Down to the final line, reproduce the entries that follow exactly.

==*==

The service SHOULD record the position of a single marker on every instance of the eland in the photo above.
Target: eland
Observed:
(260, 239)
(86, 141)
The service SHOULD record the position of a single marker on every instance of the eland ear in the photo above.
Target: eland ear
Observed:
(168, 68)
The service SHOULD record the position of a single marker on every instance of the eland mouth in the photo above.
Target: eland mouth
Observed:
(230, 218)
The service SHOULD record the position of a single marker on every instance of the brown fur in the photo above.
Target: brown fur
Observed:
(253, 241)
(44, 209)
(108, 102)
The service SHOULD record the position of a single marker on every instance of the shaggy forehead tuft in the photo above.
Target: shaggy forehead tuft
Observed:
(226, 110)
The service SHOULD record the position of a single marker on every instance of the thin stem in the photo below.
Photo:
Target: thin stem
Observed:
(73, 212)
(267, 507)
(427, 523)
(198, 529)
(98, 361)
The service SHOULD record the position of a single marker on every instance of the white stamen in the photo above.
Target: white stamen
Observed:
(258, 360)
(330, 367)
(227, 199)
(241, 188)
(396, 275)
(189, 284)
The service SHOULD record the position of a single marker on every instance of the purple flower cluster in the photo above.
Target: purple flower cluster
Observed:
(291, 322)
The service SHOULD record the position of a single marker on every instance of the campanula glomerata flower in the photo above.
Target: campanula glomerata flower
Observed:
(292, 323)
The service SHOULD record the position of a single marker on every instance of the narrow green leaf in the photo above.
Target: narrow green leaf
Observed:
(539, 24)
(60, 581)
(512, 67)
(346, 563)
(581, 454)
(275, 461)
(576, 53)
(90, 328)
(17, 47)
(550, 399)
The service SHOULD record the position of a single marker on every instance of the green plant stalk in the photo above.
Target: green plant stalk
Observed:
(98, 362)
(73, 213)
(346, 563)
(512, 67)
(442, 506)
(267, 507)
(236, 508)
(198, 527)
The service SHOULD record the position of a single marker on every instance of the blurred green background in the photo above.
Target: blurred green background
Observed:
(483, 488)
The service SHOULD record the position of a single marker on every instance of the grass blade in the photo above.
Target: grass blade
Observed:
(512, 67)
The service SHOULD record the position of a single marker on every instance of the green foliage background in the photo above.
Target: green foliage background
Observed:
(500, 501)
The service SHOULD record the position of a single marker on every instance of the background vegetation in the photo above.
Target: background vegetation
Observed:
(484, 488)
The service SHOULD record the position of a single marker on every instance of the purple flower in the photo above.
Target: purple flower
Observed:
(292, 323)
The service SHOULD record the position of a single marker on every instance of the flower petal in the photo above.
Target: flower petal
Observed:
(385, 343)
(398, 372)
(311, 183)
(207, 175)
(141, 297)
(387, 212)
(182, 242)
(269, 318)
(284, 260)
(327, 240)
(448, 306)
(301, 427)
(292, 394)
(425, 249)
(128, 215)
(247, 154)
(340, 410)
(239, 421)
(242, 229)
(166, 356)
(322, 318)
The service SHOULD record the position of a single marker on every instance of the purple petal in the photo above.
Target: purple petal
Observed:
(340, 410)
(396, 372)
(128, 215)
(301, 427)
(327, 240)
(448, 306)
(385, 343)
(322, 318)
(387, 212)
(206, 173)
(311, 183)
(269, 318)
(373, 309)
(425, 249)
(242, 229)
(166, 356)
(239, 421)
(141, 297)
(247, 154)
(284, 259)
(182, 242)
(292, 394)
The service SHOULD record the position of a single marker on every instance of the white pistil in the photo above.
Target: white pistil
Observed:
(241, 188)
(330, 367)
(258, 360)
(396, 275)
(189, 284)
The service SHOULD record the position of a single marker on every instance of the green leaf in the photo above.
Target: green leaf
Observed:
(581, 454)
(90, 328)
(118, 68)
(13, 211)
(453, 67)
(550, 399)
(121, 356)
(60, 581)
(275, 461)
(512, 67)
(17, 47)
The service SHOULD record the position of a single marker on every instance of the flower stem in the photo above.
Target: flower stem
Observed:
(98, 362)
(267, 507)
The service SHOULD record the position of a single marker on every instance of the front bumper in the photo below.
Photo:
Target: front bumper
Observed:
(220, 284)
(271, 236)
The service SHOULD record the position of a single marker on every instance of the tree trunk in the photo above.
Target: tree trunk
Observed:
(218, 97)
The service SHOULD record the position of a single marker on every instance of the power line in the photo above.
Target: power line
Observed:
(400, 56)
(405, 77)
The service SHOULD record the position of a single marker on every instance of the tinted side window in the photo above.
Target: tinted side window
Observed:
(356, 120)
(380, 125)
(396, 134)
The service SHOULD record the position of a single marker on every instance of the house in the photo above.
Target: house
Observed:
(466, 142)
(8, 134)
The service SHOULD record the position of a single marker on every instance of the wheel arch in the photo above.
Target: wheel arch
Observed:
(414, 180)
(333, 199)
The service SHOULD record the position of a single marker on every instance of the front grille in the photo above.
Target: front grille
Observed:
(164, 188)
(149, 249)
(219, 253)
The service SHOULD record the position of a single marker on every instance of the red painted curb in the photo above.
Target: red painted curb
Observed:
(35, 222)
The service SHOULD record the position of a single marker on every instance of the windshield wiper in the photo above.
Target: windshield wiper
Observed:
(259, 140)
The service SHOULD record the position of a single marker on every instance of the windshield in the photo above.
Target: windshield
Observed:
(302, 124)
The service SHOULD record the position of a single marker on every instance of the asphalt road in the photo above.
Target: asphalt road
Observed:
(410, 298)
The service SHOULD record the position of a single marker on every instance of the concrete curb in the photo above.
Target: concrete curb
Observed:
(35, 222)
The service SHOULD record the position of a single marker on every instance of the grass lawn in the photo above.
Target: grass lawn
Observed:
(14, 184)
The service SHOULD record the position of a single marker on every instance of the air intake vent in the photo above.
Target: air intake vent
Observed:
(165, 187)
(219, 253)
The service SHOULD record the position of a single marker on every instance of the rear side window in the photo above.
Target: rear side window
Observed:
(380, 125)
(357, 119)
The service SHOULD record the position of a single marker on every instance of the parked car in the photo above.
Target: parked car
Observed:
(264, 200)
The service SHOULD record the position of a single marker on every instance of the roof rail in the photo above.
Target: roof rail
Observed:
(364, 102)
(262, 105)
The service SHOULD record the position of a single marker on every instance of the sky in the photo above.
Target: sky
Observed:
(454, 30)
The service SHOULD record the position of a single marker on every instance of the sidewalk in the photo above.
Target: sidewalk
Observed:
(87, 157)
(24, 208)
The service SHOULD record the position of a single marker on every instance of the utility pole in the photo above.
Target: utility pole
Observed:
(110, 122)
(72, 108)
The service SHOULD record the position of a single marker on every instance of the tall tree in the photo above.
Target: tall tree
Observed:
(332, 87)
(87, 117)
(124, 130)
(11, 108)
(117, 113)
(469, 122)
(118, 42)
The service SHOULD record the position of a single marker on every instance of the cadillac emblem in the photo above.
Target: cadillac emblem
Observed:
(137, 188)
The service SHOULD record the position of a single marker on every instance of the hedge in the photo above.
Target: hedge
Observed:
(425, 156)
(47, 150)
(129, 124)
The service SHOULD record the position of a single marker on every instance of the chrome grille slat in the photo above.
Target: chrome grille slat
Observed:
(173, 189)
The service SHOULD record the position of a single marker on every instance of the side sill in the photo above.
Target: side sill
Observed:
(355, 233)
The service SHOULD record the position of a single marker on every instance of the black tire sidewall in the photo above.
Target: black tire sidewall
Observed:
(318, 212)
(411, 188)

==*==

RESPONSE TO THIS TASK:
The service SHOULD record the position of a single marker on every instance of the eland in the photo above.
Target: eland
Observed:
(260, 239)
(86, 141)
The service SHOULD record the position of a single marker on every instance of the eland ear in the photo above.
Target: eland ear
Observed:
(168, 68)
The service SHOULD record the position of a single marker on every instance of the eland mouth in the photo above.
Target: eland mouth
Observed:
(230, 218)
The service SHOULD record the position of a single marker on every instance of the brown fur in the photo above.
Target: brown fur
Observed:
(253, 241)
(44, 209)
(108, 102)
The service SHOULD record the position of a single marker on every instance of the shaggy forehead tuft in the photo above.
Target: shaggy forehead tuft
Observed:
(226, 110)
The service SHOULD record the position of a single marker on every instance of the thin stem in the photo below.
Photo:
Target: thin stem
Observed:
(73, 212)
(267, 507)
(427, 523)
(198, 529)
(98, 361)
The service SHOULD record the position of a single marker on every instance of the white stamen in the photo above.
Target: white stamen
Observed:
(258, 360)
(330, 367)
(227, 199)
(241, 188)
(396, 275)
(189, 284)
The service SHOULD record the position of a single marker on every instance of the purple flower cluster in the photo above.
Target: purple flower cluster
Observed:
(291, 322)
The service SHOULD record the position of a single marker on every instance of the campanula glomerata flower in the photo above.
Target: campanula glomerata flower
Observed:
(292, 323)
The service SHOULD record the position of a single marker on every instance of the narrow green leaf in the photo above.
Target: narrow green leaf
Observed:
(539, 24)
(60, 581)
(512, 67)
(346, 563)
(581, 454)
(275, 461)
(576, 53)
(90, 328)
(17, 47)
(550, 399)
The service SHOULD record the position of a single marker on every instance of the green plant stalk in the photo above.
Target: green plant stalk
Observed:
(98, 362)
(73, 213)
(346, 563)
(512, 67)
(442, 506)
(267, 507)
(236, 508)
(198, 527)
The service SHOULD record the position of a single marker on every instance of the blurred green background in the photo above.
Target: blurred green background
Observed:
(483, 488)
The service SHOULD record the position of a single marker on every instance of the grass blade in the photo above.
Target: grass blade
Observed:
(512, 67)
The service SHOULD record the position of a single marker on every instance of the green foliage background in the photo above.
Target: green foliage background
Observed:
(500, 501)
The service SHOULD record the position of a single marker on every instance of the background vegetation in the photo above.
Target: background vegetation
Observed:
(484, 488)
The service SHOULD record the position of a single marker on every instance of the purple flower in the photo above.
Target: purple flower
Observed:
(292, 323)
The service SHOULD record the position of a single marker on every instance of the flower petal in the photo above.
Target: flower petal
Observed:
(385, 343)
(398, 372)
(311, 183)
(207, 175)
(141, 297)
(387, 212)
(182, 242)
(269, 318)
(284, 260)
(327, 240)
(448, 306)
(301, 427)
(292, 394)
(425, 249)
(128, 215)
(247, 154)
(340, 410)
(239, 421)
(242, 229)
(166, 356)
(322, 318)
The service SHOULD record the position of a single marker on every instance of the purple petal in the photo above.
Target: purple petal
Observed:
(340, 410)
(396, 372)
(128, 215)
(301, 427)
(327, 240)
(448, 306)
(385, 343)
(322, 318)
(387, 212)
(206, 173)
(311, 183)
(269, 318)
(373, 309)
(425, 249)
(242, 229)
(166, 356)
(239, 421)
(141, 297)
(247, 154)
(284, 259)
(182, 242)
(292, 394)
The service SHOULD record the position of a single marker on every instance of the white pistil in the photo above.
Target: white pistil
Observed:
(241, 188)
(330, 367)
(258, 360)
(396, 275)
(189, 284)
The service SHOULD record the position of a single marker on every instance of the green leaf in the photo above.
Target: green leaf
Observed:
(581, 454)
(90, 328)
(118, 68)
(13, 211)
(453, 67)
(550, 399)
(121, 356)
(60, 581)
(275, 461)
(512, 67)
(17, 47)
The service SHOULD record the position of a single marker on every instance of the flower stem in the photo above.
Target: flower stem
Observed:
(98, 362)
(267, 507)
The service SHOULD record the position of a single marker on every instance of the front bumper in the photo below.
Photo:
Target: front bumper
Observed:
(220, 284)
(271, 236)
The service SHOULD record the position of a single marker on every instance of the tree trunk in the photo above.
Target: tree trunk
Observed:
(218, 97)
The service SHOULD record the position of a single marker on every instance of the power line in the photo above.
Target: power line
Observed:
(400, 56)
(405, 77)
The service SHOULD record the position of a single marker on every instance of the tinted side window in the photo above.
Target: tinted side window
Observed:
(356, 120)
(380, 125)
(396, 134)
The service SHOULD record the position of a single marker on every instance of the house in the photo above.
Target: house
Observed:
(466, 142)
(8, 134)
The service SHOULD record the position of a single marker on every instance of the wheel arch in the photo above.
Target: wheel arch
Observed:
(414, 180)
(333, 199)
The service SHOULD record the position of a single marker on every instance of the front grille in the photo above.
Target: front grille
Observed:
(164, 188)
(149, 249)
(219, 253)
The service SHOULD record the position of a single marker on every instance of the red painted curb in the photo above.
Target: red painted curb
Observed:
(35, 222)
The service SHOULD record the position of a single marker on every instance of the windshield wiper in the photo above.
Target: windshield wiper
Observed:
(259, 140)
The service SHOULD record the position of a single marker on every instance of the windshield in the photo above.
Target: windshield
Observed:
(302, 124)
The service SHOULD record the position of a single marker on every instance of the asphalt road in the photo above.
Target: asphalt road
Observed:
(410, 298)
The service SHOULD record the position of a single marker on every instance of the concrete curb in the photo above.
Target: concrete curb
Observed:
(35, 222)
The service SHOULD record the position of a single marker on every instance of the grass lawn in the photo above.
Target: grass lawn
Observed:
(14, 184)
The service SHOULD record the position of a single marker on every instance of the air intake vent in the photo above.
Target: air intake vent
Observed:
(165, 187)
(219, 253)
The service SHOULD record the position of a single marker on every instance of the rear side window in the photo above.
Target: rear side window
Observed:
(380, 125)
(357, 119)
The service SHOULD record the position of a single marker on every instance of the parked car in the photo above.
Target: parked car
Observed:
(264, 200)
The service SHOULD record the position of a single marker on every instance of the roof rail in the photo above.
Target: roof rail
Observed:
(364, 102)
(262, 105)
The service SHOULD record the position of a single marker on every instance of the sky in the photo above.
Target: sky
Observed:
(454, 30)
The service SHOULD record the position of a single marker on every instance of the sidewalk in the photo above.
Target: sidewalk
Observed:
(87, 157)
(24, 208)
The service SHOULD record the position of a single marker on every instance of the utility pole in the photo above.
Target: utility pole
Observed:
(110, 122)
(72, 108)
The service SHOULD record the position of a single marker on every instance of the tall tree in the photo above.
Target: tall tree
Observed:
(332, 87)
(87, 117)
(124, 130)
(11, 108)
(117, 113)
(469, 122)
(118, 42)
The service SHOULD record the position of a single marker on every instance of the cadillac emblem in the photo above.
Target: cadillac emblem
Observed:
(137, 188)
The service SHOULD record the position of a single marker on every instance of the hedge in the photo above.
Target: hedge
Observed:
(425, 156)
(47, 150)
(129, 124)
The service SHOULD record the position of a single marker on every instance of the chrome grille slat in the photo above.
Target: chrome grille slat
Observed:
(173, 189)
The service SHOULD record the position of a single marker on every instance of the side sill in the photo above.
Target: side sill
Observed:
(355, 233)
The service SHOULD record the position of a single marker on every instance of the black tire sidewall in the photo above.
Target: black tire sidewall
Observed:
(318, 212)
(411, 188)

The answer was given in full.